Analysis Basics Flashcards
What do you use to visualize the distribution or spread of a variable?
- Histogram
- Box plot
What do you do to understand the distribution?
Examine the “measured of central tendency”. This refers to describing the “middle” of the data by getting the mean, median, and mode.
A simple average based on adding together all of the values in the sample set and then dividing the total by the number of samples.
Mean
The value in the middle of the range of all of the sample values.
Median
The most commonly occurring value in the sample set
Mode
This refers to a tie for the most common value.
Bimodal or Multimodal
It refers to the data that we have on hand.
Samples
It refers to all the data that we can collect.
Population
Which function is used to estimate the distribution of a variable for the full population?
Probability Density Function (PDF)
What type of distribution has the mean and mode at the center and symmetric tail?
Normal Distribution
What type of distribution has the “bell shape” characteristic?

(Aim):
Can you summarize the analysis basics flashcards in two sentences?

(Excerpted data):

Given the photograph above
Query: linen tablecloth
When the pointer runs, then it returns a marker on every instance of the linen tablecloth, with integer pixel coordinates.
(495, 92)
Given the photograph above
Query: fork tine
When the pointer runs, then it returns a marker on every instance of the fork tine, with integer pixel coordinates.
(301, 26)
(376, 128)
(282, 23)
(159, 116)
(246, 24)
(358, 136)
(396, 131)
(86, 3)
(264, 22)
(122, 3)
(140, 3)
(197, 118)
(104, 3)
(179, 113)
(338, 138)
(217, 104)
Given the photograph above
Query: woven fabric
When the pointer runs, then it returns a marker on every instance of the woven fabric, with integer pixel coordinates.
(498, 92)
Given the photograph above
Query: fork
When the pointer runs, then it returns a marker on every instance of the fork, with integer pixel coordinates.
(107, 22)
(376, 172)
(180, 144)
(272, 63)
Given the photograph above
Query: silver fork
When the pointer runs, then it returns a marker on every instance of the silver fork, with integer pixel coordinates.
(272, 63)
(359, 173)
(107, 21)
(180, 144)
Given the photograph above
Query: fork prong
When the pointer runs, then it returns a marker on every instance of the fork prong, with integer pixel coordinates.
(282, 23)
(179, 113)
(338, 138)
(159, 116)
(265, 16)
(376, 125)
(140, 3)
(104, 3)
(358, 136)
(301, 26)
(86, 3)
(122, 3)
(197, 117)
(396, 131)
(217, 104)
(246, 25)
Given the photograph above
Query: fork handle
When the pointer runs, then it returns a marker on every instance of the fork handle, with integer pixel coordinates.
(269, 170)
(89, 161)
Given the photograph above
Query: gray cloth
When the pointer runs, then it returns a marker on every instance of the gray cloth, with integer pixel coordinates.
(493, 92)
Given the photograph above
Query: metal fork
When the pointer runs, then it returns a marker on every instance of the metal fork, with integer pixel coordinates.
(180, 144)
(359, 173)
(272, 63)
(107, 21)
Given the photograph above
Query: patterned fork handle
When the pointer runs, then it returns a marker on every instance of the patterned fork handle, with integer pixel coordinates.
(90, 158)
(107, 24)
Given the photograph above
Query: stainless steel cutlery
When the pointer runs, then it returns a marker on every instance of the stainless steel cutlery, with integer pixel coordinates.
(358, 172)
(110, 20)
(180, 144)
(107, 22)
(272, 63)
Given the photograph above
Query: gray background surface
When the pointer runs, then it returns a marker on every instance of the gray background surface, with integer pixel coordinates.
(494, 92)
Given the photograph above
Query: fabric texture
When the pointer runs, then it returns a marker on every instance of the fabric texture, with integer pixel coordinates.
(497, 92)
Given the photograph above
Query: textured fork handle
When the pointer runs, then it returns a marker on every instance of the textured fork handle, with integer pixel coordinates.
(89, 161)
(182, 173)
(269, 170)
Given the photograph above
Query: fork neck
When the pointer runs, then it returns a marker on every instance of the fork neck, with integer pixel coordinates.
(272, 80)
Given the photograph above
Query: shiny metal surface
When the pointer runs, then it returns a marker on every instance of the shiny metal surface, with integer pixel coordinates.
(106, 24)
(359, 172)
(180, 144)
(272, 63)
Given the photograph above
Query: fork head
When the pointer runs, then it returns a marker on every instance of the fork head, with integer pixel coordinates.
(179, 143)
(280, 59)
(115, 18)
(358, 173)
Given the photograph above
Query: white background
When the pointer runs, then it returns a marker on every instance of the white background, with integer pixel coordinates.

(Answer to the problem):
Histograms and box plots are named as ways to visualize a variable's spread, and the middle of the data is described through the mean, median, and mode, with a tie for the most common value called bimodal or multimodal. Samples are the data on hand and the population is all the data that can be collected; the probability density function estimates a variable's distribution for the full population, and the normal distribution has the mean and mode at the center with a symmetric tail.